ABOUT THIS TASK = Find and return every line of the data that contains the word "along".
*** TASK INPUT ***
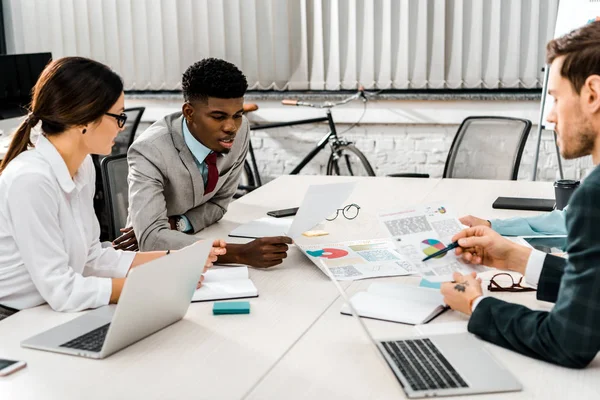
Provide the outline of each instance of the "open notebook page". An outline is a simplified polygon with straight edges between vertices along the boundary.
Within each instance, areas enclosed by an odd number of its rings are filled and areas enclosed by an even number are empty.
[[[256,297],[258,290],[249,278],[248,267],[211,269],[204,273],[202,287],[192,302]]]

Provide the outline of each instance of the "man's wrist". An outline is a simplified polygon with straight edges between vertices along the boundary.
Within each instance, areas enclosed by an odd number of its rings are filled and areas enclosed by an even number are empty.
[[[508,269],[510,271],[518,272],[521,275],[525,275],[525,270],[527,269],[527,262],[529,261],[530,255],[531,249],[529,247],[521,246],[515,243],[515,247],[511,251],[509,258]]]
[[[220,263],[226,264],[248,264],[244,256],[244,245],[243,244],[227,244],[227,253],[219,256],[217,259]]]

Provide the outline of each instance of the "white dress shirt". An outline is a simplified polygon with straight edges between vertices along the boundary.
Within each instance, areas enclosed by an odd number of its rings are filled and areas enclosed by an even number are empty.
[[[527,260],[527,267],[525,268],[525,282],[527,282],[529,286],[537,288],[538,283],[540,282],[540,276],[542,275],[544,261],[546,261],[546,253],[536,249],[531,250],[531,254]],[[483,299],[485,299],[485,296],[479,296],[473,300],[471,312],[475,311],[475,308]]]
[[[79,311],[109,303],[133,252],[102,248],[90,156],[71,178],[44,136],[0,175],[0,304]]]

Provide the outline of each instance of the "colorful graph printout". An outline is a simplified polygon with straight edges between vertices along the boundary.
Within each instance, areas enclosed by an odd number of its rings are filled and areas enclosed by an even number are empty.
[[[312,257],[328,258],[330,260],[334,258],[346,257],[348,255],[348,252],[346,250],[331,248],[325,248],[321,250],[307,250],[306,252]]]

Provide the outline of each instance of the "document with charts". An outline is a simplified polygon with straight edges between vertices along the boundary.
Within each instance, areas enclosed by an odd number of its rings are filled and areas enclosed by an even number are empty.
[[[321,270],[322,260],[338,281],[417,272],[414,265],[396,251],[390,239],[298,245],[298,248]]]
[[[381,212],[379,220],[392,236],[396,251],[411,262],[428,281],[452,280],[452,273],[483,272],[488,268],[466,264],[449,251],[423,262],[451,243],[452,236],[463,229],[447,204],[431,203],[403,210]]]

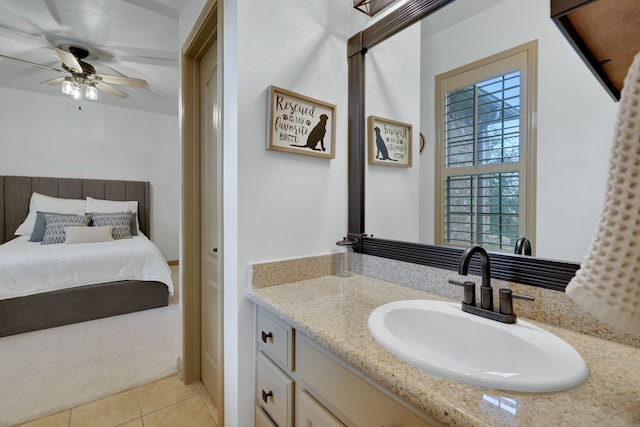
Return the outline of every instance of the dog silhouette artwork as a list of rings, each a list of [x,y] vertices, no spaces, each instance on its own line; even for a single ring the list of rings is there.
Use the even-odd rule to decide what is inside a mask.
[[[307,137],[307,143],[305,145],[289,145],[292,147],[310,148],[314,151],[320,151],[320,148],[318,148],[318,143],[320,143],[322,151],[326,151],[324,147],[324,135],[327,133],[327,120],[329,120],[329,116],[326,114],[320,114],[320,121],[313,127],[313,129],[311,129],[311,132]]]
[[[376,131],[376,159],[397,162],[398,160],[389,157],[389,150],[387,150],[387,146],[382,139],[382,135],[380,135],[380,128],[376,126],[373,129]]]

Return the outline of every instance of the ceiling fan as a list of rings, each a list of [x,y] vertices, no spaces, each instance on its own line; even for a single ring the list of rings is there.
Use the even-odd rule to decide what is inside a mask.
[[[0,57],[44,68],[46,70],[56,71],[58,73],[70,73],[70,76],[55,77],[44,81],[41,84],[55,85],[62,83],[62,93],[69,95],[75,100],[82,97],[82,86],[86,87],[85,97],[89,100],[98,99],[98,90],[102,90],[120,98],[127,98],[129,96],[126,92],[112,85],[149,87],[146,80],[125,76],[114,76],[110,74],[98,74],[96,73],[96,69],[93,65],[83,61],[83,59],[89,55],[89,51],[87,49],[73,45],[69,45],[67,48],[69,49],[68,51],[59,47],[54,47],[56,53],[60,57],[60,61],[62,62],[62,69],[2,54],[0,54]]]

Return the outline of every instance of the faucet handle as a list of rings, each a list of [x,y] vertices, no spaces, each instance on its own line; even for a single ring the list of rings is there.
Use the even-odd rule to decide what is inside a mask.
[[[525,301],[535,301],[536,300],[534,297],[530,297],[529,295],[520,295],[520,294],[514,294],[514,293],[511,293],[511,298],[523,299]]]
[[[464,282],[464,297],[462,302],[467,305],[476,305],[476,284],[473,282]]]
[[[476,284],[474,282],[460,282],[458,280],[449,279],[449,283],[456,286],[464,286],[464,297],[462,302],[467,305],[476,305]]]
[[[533,301],[535,298],[527,296],[514,294],[511,289],[502,288],[498,291],[500,298],[500,313],[512,315],[513,314],[513,298],[518,298],[526,301]]]

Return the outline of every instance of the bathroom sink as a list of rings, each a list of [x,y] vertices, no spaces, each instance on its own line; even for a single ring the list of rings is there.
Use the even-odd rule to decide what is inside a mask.
[[[522,320],[504,324],[465,313],[456,303],[396,301],[373,310],[368,325],[399,359],[479,387],[557,392],[589,375],[582,356],[556,335]]]

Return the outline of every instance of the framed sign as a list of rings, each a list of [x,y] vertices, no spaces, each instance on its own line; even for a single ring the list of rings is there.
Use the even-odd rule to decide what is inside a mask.
[[[270,86],[267,149],[333,159],[335,118],[333,104]]]
[[[376,116],[367,124],[369,164],[411,166],[411,125]]]

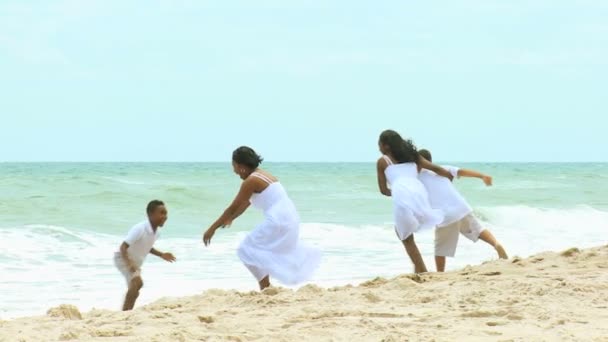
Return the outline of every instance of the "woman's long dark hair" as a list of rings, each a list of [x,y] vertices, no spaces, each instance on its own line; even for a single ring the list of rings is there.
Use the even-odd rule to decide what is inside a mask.
[[[232,160],[237,164],[245,165],[248,168],[255,170],[262,164],[264,158],[249,146],[241,146],[232,152]]]
[[[387,129],[380,134],[380,143],[388,146],[391,156],[397,163],[418,163],[418,150],[416,145],[403,139],[399,133]]]

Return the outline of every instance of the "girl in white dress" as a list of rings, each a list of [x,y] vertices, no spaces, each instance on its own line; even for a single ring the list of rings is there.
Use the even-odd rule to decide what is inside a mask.
[[[205,245],[220,227],[228,227],[249,205],[264,212],[264,221],[245,237],[237,254],[260,289],[270,286],[270,277],[286,285],[305,282],[319,266],[321,253],[299,239],[300,218],[283,185],[258,168],[262,157],[242,146],[232,154],[234,172],[243,184],[232,204],[203,236]]]
[[[443,212],[431,208],[428,193],[418,180],[418,172],[422,168],[429,169],[450,180],[452,175],[420,156],[412,141],[404,140],[395,131],[382,132],[378,145],[382,153],[377,163],[378,187],[383,195],[393,198],[395,231],[414,263],[414,271],[427,272],[414,233],[441,223]]]

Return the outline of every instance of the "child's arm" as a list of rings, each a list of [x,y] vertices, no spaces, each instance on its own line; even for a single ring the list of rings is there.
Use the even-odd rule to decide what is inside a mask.
[[[138,267],[129,258],[129,253],[127,252],[127,249],[129,249],[129,244],[126,242],[123,242],[122,245],[120,245],[120,256],[122,257],[122,260],[124,260],[125,265],[127,265],[127,268],[129,269],[129,271],[135,272],[135,271],[137,271]]]
[[[376,172],[378,173],[378,189],[380,189],[380,193],[384,196],[391,196],[391,189],[388,188],[386,184],[386,175],[384,174],[384,170],[388,167],[388,163],[384,158],[378,159],[378,163],[376,165]]]
[[[486,186],[492,185],[492,177],[485,175],[481,172],[477,172],[475,170],[467,170],[467,169],[459,169],[458,177],[471,177],[471,178],[479,178],[481,179]]]
[[[417,164],[419,167],[421,167],[423,169],[431,170],[431,171],[435,172],[436,174],[443,176],[449,180],[454,179],[454,176],[452,176],[452,174],[448,170],[442,168],[439,165],[435,165],[435,164],[431,163],[430,161],[426,160],[423,156],[418,156]]]
[[[175,257],[173,256],[173,254],[171,253],[163,253],[159,250],[154,249],[154,247],[152,247],[152,249],[150,250],[150,254],[152,255],[156,255],[157,257],[168,261],[168,262],[175,262]]]

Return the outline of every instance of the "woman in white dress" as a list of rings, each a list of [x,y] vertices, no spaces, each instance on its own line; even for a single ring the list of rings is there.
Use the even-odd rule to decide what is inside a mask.
[[[404,140],[395,131],[382,132],[378,146],[382,153],[377,163],[378,187],[383,195],[393,198],[395,231],[414,263],[414,271],[427,272],[414,233],[441,223],[443,212],[431,208],[428,193],[418,180],[418,172],[424,168],[450,180],[452,175],[420,156],[413,142]]]
[[[270,277],[286,285],[305,282],[321,261],[319,250],[300,241],[298,212],[283,185],[272,174],[258,168],[262,160],[247,146],[233,152],[232,166],[243,184],[232,204],[203,236],[205,245],[209,245],[215,231],[230,226],[250,204],[262,210],[264,221],[245,237],[237,251],[261,290],[270,286]]]

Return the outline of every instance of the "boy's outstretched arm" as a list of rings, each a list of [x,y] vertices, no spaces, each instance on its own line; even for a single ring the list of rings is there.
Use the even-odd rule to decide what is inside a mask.
[[[135,265],[133,260],[131,260],[131,258],[129,258],[129,253],[127,252],[127,249],[129,249],[129,244],[126,242],[123,242],[120,245],[120,256],[122,257],[122,260],[127,265],[127,268],[129,269],[129,271],[136,272],[139,267],[137,267],[137,265]]]
[[[477,172],[475,170],[459,169],[458,170],[458,177],[479,178],[479,179],[483,180],[483,182],[485,183],[485,185],[487,185],[487,186],[491,186],[492,185],[492,177],[491,176],[488,176],[488,175],[483,174],[481,172]]]
[[[152,249],[150,250],[150,254],[152,255],[156,255],[157,257],[168,261],[168,262],[175,262],[175,256],[173,256],[173,254],[171,253],[163,253],[157,249],[154,249],[154,247],[152,247]]]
*** End of TASK INPUT ***
EXPECTED OUTPUT =
Provide the outline of each instance of the "open notebook page". An outline is a simplified polygon with straight edges between vertices along the boundary.
Provide the outline of each instance of the "man's wrist". An outline is a simplified polygon with straight edges between vertices along the boundary.
Provide the outline of each instance of the "white dress shirt". An outline is a simplified polygon with straight edges between vertices along the boundary.
Provide the outline of each instance of the "colorful graph printout". An outline is a simplified polygon with straight edges between vertices along the boundary.
Provide the outline of each instance of the "document with charts". An outline is a simplified polygon with straight edges between vertices along the boundary.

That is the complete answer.